START Provided information

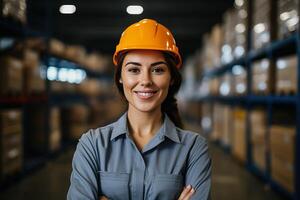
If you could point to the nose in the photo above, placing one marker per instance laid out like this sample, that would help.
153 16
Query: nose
146 79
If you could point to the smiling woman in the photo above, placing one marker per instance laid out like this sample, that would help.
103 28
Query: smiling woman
145 154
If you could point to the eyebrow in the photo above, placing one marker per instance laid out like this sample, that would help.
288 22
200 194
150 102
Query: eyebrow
153 64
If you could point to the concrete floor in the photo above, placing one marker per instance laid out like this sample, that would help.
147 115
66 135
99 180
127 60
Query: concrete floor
229 181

END Provided information

Each line above should be set down exactly as written, with pictures excluded.

*Answer space:*
If you could point to the nose in the photo above, placing one marker per instance laid out like this sample, that would help.
153 16
Query: nose
146 79
If you could point to the smiling woman in the photo above, placing one marker per instance laid out like this sample, that would help.
103 28
Query: smiling woman
145 154
If you could point to the eyebrow in the photo above, placing one marker per instance laid out like this sample, that would help.
288 22
200 194
150 102
Query: eyebrow
153 64
If you could point to the concrete floor in the photo above, placing one marker per instance laid out like this sample, that would help.
147 115
66 135
99 180
127 60
Query: concrete floor
229 181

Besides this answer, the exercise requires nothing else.